- [BEREITGESTELLTER TEXT]
○ ○ ○ ○ ○ ○ ○

Nur, wenn wir uns von unseren Angsthormonen leiten lassen, dann erweisen wir unserem Erbgut Referenz. Der Frühmensch, der sich furchtlos abends in seine Höhle zurückzog, ohne sich vor Gefahren zu wappnen, konnte seine Gene sicherlich nicht weitergeben. Nur die schlauen Urahnen, die keine Angst vor ihrer Angst hatten, wurden nicht gefressen. Ohne Angst hätte es wohl auch nicht den Griff zu einem Stück Holzkohle gegeben um die kargen Steinwände der Höhle mit Malerei zu verzieren. Spätestens seit Sigmund Freud wissen wir, dass Kulturleistungen weniger aus Lebenslust, denn aus Todesfurcht entstehen.
Angst kann also grundsätzlich ein vernünftiger Mechanismus sein. Problematisch wird es hingegen, wenn Angst generalisiert wird. Wenn die als Krise wahrgenommene Zeit mit den vielen einzelnen Flüchtlingen, begrifflich zur „Flüchtlingskrise“ amalgamiert. Nur, die Flüchtlinge verursachen keine Krise. Sie stellen vielmehr eine der eingangs erwähnten Herausforderungen dar, die nüchtern betrachtet leicht zu schultern wäre. Die politisch noch Zurechnungsfähigen in diesem Land blickten deshalb ängstlich auf die Landtagswahlen in Sachsen-Anhalt, Rheinland-Pfalz und Baden-Württemberg. Zu Recht, wie sich am Abend des 13. März herausstellte. Die Alternative für Deutschland (AfD) war mit zweistelligen Prozentzahlen in alle drei Landtage eingezogen. Dabei verdankte sie ihren Erfolg der verbreiteten inneren Haltung: „Sollen die doch ersaufen, Hauptsache die Turnhalle bleibt offen.“ Selbst die Schießbefehl-Parolen haben der Partei nicht geschadet. Im Gegenteil, die Umfragewerte stiegen anschließend sogar noch.

○ ○ ○ ○ ○ ○ ○

- [BEREITGESTELLTE DATEN]
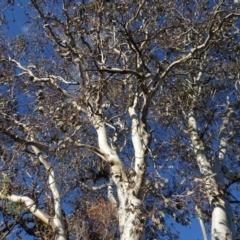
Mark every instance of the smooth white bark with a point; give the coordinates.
(222, 224)
(57, 220)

○ ○ ○ ○ ○ ○ ○

- [AUFGABE 1]
Welche Begründung liefert der Text über Angst dafür, dass der Frühmensch, der sich furchtlos in seine Höhle zurückzog, seine Gene nicht weitergeben konnte? Antworten Sie in ein bis drei Sätzen.
- [AUFGABE 2]
Schreiben Sie den Text über Angst und die „Flüchtlingskrise“ im Anschluss an seinen letzten Satz weiter.

- [LÖSUNG 1]
Er zog sich abends zurück, ohne sich vor Gefahren zu wappnen. Nur die Urahnen, die keine Angst vor ihrer Angst hatten, wurden nicht gefressen und konnten so ihr Erbgut weitergeben.

- [LÖSUNG 2]
Motor des AfD-Erfolgs, so hieß es in den politischen Kommentaren, sei die zugespitzte asylpolitische Polarisierung in der Bevölkerung. „Dramatische Ereignisse wie die Terroranschläge von Paris oder die eskalierenden außenpolitischen Konflikte um das europäische Grenzregime spielten der Partei dabei in die Hände“, heißt es in einer Publikation der Otto-Brenner-Stiftung, die den Aufstieg der AfD in Umfragen bereits im Januar analysierte.
Die Rechtspopulisten verstanden es blendend, Ängste, Befürchtungen und Ressentiments parteipolitisch zu kanalisieren und in Wählerstimmen umzumünzen. Besonders bitter ist der Befund, dass die AfD vor allem von jenen Gewählt wurde, die vormals zur sozialdemokratischen Kernklientel gehörten, diese aber spätestens seit Schröders Agenda-Politik nicht mehr wählten. Die AfD verstand es, den Zukurzgekommenen und den Verlustängstlichen die Flüchtlinge als Sündenbock anzubieten. Unter Arbeitern und Arbeitslosen erzielte die AfD in allen drei Bundesländern herausragende Ergebnisse: In Sachsen-Anhalt wählte über ein Drittel von ihnen die AfD, in Baden-Württemberg annähernd 30 Prozent.
Aber greifen die Erklärungsversuche, Arbeiter und Arbeitslose wählten allein wegen ihrer Abstiegsängste rechts, nicht zu kurz? Hat es die AfD nicht vielmehr verstanden, das rassistische Biest, das in der deutschen Arbeiter- und Mittelschicht immer schon schlummerte, von der SPD aber domestiziert worden war, wieder von der Kette zu lassen? Denn in einem sind sich alle Kommentatoren einig: Ohne Flüchtlinge, hätte es keinen AfD-Erfolg gegeben.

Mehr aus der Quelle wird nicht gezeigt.